> Given exercise
Print the data line for line, beginning with the line that contains "Please place a dot on the cliff, one" and ending with the last line of the data, both included.

> Items
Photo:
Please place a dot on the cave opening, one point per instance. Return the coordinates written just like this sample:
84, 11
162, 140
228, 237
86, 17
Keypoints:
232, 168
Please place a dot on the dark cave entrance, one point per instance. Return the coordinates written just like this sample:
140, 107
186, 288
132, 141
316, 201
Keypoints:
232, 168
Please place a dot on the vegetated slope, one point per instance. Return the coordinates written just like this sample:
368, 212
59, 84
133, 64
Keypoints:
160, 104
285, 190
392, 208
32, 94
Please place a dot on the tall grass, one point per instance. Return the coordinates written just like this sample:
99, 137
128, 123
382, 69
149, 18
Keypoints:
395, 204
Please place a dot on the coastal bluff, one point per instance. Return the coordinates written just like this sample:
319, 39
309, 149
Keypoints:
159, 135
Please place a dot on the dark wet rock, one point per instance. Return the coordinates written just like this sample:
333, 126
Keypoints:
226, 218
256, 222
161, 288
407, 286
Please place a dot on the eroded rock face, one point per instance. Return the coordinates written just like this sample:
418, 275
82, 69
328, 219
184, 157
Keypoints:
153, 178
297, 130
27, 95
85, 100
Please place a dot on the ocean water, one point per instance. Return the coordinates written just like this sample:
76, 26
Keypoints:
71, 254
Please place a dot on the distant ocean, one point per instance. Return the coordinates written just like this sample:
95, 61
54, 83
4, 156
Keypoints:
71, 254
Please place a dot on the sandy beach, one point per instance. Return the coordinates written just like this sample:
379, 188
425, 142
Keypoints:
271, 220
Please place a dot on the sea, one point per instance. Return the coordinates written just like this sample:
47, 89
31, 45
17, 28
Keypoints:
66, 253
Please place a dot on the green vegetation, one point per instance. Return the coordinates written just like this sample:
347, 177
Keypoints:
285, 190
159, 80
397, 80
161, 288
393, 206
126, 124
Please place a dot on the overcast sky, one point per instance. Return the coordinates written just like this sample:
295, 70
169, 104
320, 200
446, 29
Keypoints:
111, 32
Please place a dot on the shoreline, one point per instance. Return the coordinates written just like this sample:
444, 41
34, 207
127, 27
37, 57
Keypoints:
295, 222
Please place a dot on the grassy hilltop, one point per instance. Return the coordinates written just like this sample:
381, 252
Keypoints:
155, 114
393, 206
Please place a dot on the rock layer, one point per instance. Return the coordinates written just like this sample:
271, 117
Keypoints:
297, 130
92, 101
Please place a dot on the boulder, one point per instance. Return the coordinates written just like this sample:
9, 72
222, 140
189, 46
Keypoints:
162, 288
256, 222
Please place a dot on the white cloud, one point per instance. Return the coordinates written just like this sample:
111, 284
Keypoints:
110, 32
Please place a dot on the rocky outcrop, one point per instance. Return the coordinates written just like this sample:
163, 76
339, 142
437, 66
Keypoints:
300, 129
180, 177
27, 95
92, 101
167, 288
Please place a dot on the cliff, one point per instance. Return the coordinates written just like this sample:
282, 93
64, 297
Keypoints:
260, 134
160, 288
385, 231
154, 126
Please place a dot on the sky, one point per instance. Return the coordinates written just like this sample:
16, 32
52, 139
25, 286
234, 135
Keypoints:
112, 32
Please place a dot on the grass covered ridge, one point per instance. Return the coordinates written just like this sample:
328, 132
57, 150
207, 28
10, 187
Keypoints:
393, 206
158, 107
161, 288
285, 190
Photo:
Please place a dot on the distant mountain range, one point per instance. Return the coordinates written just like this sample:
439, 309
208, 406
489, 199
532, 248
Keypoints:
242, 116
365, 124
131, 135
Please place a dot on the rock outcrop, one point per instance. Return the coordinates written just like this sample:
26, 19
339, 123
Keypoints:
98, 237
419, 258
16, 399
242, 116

> Response for this exercise
Please place a dot on the cliff, one point per instance. Return the coordinates written just like this sample:
282, 93
64, 297
Keypoints:
260, 134
160, 288
385, 231
154, 126
Please place a dot on the sky, one point per instance. Return the coordinates written just like this sample:
16, 32
52, 139
25, 286
234, 135
Keypoints:
112, 32
Please place a dot on the grass covered ridge, one point per instance. Return the coordinates written just like this sample:
328, 132
57, 150
207, 28
10, 187
Keypoints:
393, 206
158, 107
161, 288
285, 190
Photo:
Please place a dot on the distant mountain range, one point per instance. Return the coordinates written just like this sample:
439, 309
208, 406
489, 199
532, 248
Keypoints:
242, 116
365, 124
131, 135
Please place a dot on the rock outcrop, one point per instance. Return the coordinates written just like this sample:
26, 19
339, 123
Keypoints:
98, 237
419, 258
16, 399
242, 116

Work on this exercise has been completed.